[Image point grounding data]
::::

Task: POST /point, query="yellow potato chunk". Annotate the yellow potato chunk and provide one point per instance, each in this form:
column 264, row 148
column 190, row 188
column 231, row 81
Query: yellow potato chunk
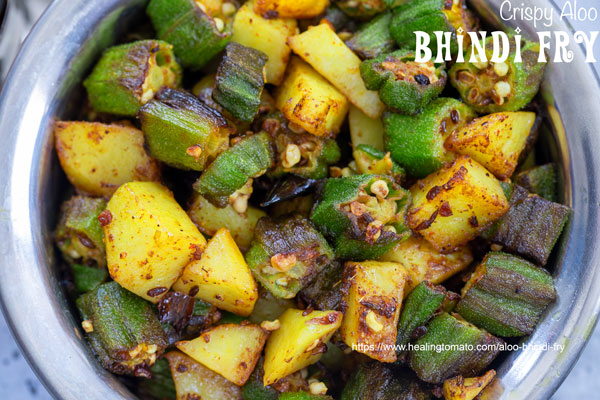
column 308, row 100
column 231, row 350
column 99, row 158
column 195, row 381
column 149, row 239
column 373, row 293
column 423, row 262
column 267, row 35
column 210, row 219
column 453, row 205
column 321, row 47
column 290, row 8
column 495, row 141
column 299, row 342
column 221, row 276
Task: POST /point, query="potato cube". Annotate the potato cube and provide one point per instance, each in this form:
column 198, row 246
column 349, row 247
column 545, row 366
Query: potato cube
column 308, row 100
column 267, row 35
column 453, row 205
column 99, row 158
column 149, row 239
column 495, row 141
column 424, row 263
column 221, row 276
column 290, row 8
column 300, row 341
column 373, row 293
column 231, row 350
column 321, row 47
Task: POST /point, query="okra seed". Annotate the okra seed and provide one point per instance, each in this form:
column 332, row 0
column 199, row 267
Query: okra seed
column 501, row 69
column 219, row 24
column 87, row 326
column 502, row 88
column 372, row 322
column 228, row 9
column 380, row 189
column 291, row 156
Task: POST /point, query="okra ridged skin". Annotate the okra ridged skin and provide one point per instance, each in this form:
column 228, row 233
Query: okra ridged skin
column 337, row 216
column 373, row 38
column 457, row 358
column 127, row 74
column 286, row 254
column 406, row 94
column 240, row 81
column 506, row 295
column 416, row 142
column 377, row 381
column 248, row 158
column 183, row 132
column 192, row 32
column 78, row 234
column 127, row 336
column 524, row 79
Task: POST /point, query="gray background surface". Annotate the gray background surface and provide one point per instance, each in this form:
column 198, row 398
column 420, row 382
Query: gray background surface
column 17, row 381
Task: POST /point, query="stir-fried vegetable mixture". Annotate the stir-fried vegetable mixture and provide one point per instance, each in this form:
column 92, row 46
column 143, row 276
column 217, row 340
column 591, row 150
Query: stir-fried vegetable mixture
column 276, row 200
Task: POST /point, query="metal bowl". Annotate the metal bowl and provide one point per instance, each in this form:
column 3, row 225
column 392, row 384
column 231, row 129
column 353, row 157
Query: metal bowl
column 40, row 87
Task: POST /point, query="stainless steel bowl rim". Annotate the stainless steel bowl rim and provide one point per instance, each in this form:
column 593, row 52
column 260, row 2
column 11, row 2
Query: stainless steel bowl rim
column 55, row 56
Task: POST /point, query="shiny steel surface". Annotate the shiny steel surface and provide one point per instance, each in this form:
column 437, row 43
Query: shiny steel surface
column 59, row 52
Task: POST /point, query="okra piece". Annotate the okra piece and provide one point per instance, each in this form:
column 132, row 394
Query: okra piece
column 404, row 85
column 325, row 293
column 88, row 278
column 78, row 234
column 363, row 215
column 183, row 132
column 420, row 305
column 506, row 295
column 377, row 381
column 127, row 76
column 373, row 38
column 531, row 227
column 240, row 81
column 416, row 142
column 361, row 9
column 231, row 170
column 370, row 160
column 430, row 16
column 451, row 347
column 504, row 86
column 286, row 254
column 540, row 180
column 197, row 31
column 122, row 329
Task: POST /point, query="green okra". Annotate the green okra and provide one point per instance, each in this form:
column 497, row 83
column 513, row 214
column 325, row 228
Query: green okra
column 531, row 226
column 286, row 254
column 416, row 142
column 122, row 329
column 377, row 381
column 88, row 278
column 78, row 234
column 452, row 347
column 373, row 38
column 540, row 180
column 231, row 170
column 506, row 295
column 404, row 85
column 183, row 132
column 240, row 81
column 127, row 76
column 504, row 86
column 196, row 35
column 362, row 214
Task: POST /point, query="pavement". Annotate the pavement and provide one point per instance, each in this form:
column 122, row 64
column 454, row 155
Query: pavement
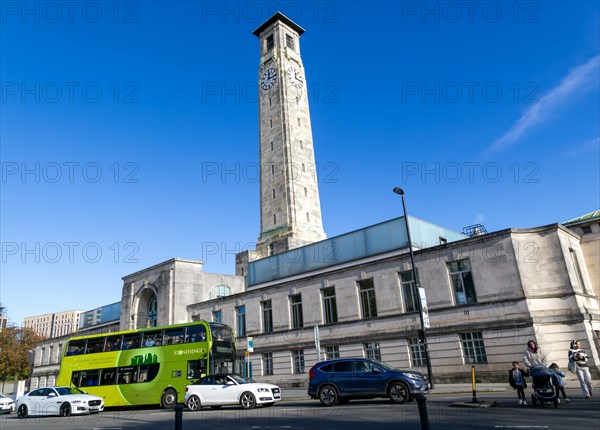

::::

All of the records need to be restated word for word, but not the pictures.

SOLUTION TO THIS PROBLEM
Task: POST /point, query="yellow potato chunk". Annotate the yellow potato chunk and provide one point per instance, each in this form:
column 264, row 148
column 190, row 188
column 231, row 81
Query: yellow potato chunk
column 308, row 100
column 231, row 350
column 99, row 158
column 195, row 381
column 149, row 239
column 373, row 293
column 423, row 262
column 267, row 35
column 210, row 219
column 453, row 205
column 321, row 47
column 290, row 8
column 495, row 141
column 299, row 342
column 221, row 276
Task: POST /point, query="potato cube". Annotate the potato cube and provide one point per instance, each in this form:
column 198, row 246
column 349, row 247
column 545, row 366
Query: potato cube
column 308, row 100
column 267, row 35
column 453, row 205
column 99, row 158
column 149, row 239
column 495, row 141
column 424, row 263
column 221, row 276
column 290, row 8
column 300, row 341
column 373, row 293
column 231, row 350
column 321, row 47
Task: POST /point, query="okra seed". Annotate the okra seed and provide one point per instance, each in this form:
column 332, row 0
column 199, row 267
Query: okra seed
column 501, row 69
column 219, row 24
column 87, row 326
column 502, row 88
column 372, row 322
column 228, row 9
column 380, row 189
column 291, row 156
Task: POST /point, query="okra ridged skin". Annotate the okra ridged skin and provide one point per instance, each in this form:
column 228, row 233
Query: okra ridged skin
column 337, row 216
column 373, row 38
column 457, row 358
column 127, row 74
column 286, row 254
column 406, row 94
column 240, row 81
column 506, row 295
column 416, row 142
column 377, row 381
column 248, row 158
column 183, row 132
column 192, row 32
column 78, row 234
column 127, row 336
column 524, row 79
Task: POST /point, query="gray background surface". Annotate the gray background surface and provide one point per instance, each in this form:
column 198, row 398
column 420, row 382
Query: gray background surface
column 17, row 381
Task: POST /point, query="stir-fried vegetable mixture". Annotate the stir-fried vegetable mixture and provide one point per instance, each in this form:
column 92, row 46
column 143, row 276
column 217, row 340
column 591, row 150
Query: stir-fried vegetable mixture
column 276, row 200
Task: POST /point, query="metal bowl". Annotate the metal bowl and provide one point per instance, each in this form:
column 3, row 225
column 392, row 384
column 231, row 129
column 353, row 157
Query: metal bowl
column 40, row 87
Task: POST /point, query="stainless steel bowl rim". Annotate the stainless steel bowl rim and provide one point per instance, each in this form:
column 593, row 52
column 260, row 2
column 11, row 2
Query: stainless steel bowl rim
column 55, row 56
Task: POST /point, query="shiny steel surface". Annotate the shiny steel surface and provide one point per instance, each in this form:
column 437, row 43
Query: shiny steel surface
column 59, row 52
Task: POST /point, query="okra piece". Annotate the okra piece and provide one point per instance, each in this form:
column 132, row 394
Query: okra piece
column 404, row 85
column 325, row 293
column 88, row 278
column 78, row 234
column 363, row 215
column 183, row 132
column 420, row 305
column 506, row 295
column 377, row 381
column 127, row 76
column 373, row 38
column 531, row 227
column 240, row 81
column 416, row 142
column 361, row 9
column 231, row 170
column 370, row 160
column 430, row 16
column 451, row 347
column 504, row 86
column 286, row 254
column 540, row 180
column 197, row 31
column 122, row 329
Task: POST /point, query="green okra". Annotate the green okra and provide one point per instance, each in this form:
column 497, row 83
column 513, row 214
column 325, row 228
Query: green okra
column 531, row 226
column 286, row 254
column 416, row 142
column 122, row 329
column 377, row 381
column 88, row 278
column 78, row 234
column 452, row 347
column 373, row 38
column 540, row 180
column 231, row 170
column 506, row 295
column 404, row 85
column 183, row 132
column 240, row 81
column 127, row 76
column 504, row 86
column 196, row 35
column 362, row 214
Task: POST /point, query="pavement". Annotate the pavement and provide one point per instance, each in this form:
column 122, row 64
column 454, row 155
Query: pavement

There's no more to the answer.